WHAT YOU NEED TO DO: From the line containing "positive clicks: (399, 151)" onward, every line of the entries is to be set down exactly, the last line included.

DATA EXCERPTS:
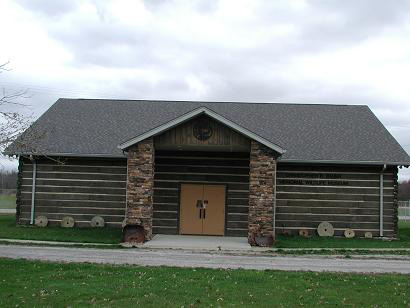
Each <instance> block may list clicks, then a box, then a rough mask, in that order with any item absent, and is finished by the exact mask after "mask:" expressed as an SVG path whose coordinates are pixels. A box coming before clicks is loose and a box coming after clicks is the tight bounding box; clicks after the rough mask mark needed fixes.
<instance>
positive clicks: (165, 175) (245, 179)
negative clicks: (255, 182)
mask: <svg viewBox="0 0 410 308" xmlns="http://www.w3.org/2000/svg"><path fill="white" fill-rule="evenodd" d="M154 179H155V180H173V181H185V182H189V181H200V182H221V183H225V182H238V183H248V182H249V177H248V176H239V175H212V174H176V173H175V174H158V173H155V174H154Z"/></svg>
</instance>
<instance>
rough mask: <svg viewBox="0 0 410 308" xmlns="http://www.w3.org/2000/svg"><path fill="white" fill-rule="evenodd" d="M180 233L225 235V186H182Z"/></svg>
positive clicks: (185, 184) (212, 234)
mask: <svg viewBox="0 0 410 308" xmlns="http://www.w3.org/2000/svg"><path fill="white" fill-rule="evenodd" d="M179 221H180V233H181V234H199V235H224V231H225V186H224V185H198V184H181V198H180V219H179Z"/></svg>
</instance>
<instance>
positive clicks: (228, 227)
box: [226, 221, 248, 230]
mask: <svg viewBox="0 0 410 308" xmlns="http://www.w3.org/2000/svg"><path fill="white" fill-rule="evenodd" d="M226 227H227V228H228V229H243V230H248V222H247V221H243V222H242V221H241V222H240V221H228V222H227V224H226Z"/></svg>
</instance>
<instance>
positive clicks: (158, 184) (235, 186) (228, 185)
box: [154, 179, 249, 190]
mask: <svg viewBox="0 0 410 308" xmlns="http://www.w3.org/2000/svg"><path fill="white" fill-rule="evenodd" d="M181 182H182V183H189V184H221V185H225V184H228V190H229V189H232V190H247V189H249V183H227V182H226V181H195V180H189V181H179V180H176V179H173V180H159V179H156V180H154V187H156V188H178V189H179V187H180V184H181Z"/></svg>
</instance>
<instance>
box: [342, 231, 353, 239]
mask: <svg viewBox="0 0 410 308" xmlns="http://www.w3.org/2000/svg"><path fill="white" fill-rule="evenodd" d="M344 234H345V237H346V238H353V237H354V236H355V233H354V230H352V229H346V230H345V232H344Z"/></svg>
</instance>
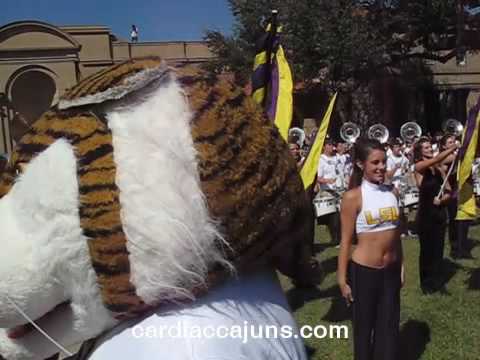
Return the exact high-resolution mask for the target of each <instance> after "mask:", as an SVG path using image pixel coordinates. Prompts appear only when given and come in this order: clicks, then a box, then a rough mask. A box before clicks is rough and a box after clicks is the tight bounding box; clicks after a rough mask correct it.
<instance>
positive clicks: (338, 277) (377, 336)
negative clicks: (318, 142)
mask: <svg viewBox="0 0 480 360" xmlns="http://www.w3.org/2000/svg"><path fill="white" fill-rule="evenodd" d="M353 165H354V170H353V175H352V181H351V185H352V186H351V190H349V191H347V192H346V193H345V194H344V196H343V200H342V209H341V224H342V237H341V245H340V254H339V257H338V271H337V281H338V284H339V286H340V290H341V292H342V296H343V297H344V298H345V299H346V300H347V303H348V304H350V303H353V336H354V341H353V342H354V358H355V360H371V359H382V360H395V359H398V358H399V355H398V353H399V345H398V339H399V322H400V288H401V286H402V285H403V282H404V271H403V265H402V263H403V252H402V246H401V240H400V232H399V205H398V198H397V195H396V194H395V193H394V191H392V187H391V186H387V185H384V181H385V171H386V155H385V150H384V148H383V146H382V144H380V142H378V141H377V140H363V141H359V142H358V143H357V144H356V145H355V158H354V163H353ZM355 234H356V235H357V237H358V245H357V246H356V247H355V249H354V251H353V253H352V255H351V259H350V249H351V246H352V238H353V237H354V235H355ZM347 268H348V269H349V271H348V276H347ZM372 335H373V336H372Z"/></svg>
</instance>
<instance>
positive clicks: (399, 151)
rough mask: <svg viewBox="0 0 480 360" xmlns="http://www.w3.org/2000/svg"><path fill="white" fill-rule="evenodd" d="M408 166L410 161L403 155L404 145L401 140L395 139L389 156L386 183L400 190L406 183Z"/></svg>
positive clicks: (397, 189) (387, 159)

REPLY:
positive clicks: (399, 151)
rough mask: <svg viewBox="0 0 480 360" xmlns="http://www.w3.org/2000/svg"><path fill="white" fill-rule="evenodd" d="M408 166L410 161L403 155L404 145L401 140L395 139L389 156L386 183L400 190L406 183Z"/></svg>
positive clicks: (397, 189) (387, 159)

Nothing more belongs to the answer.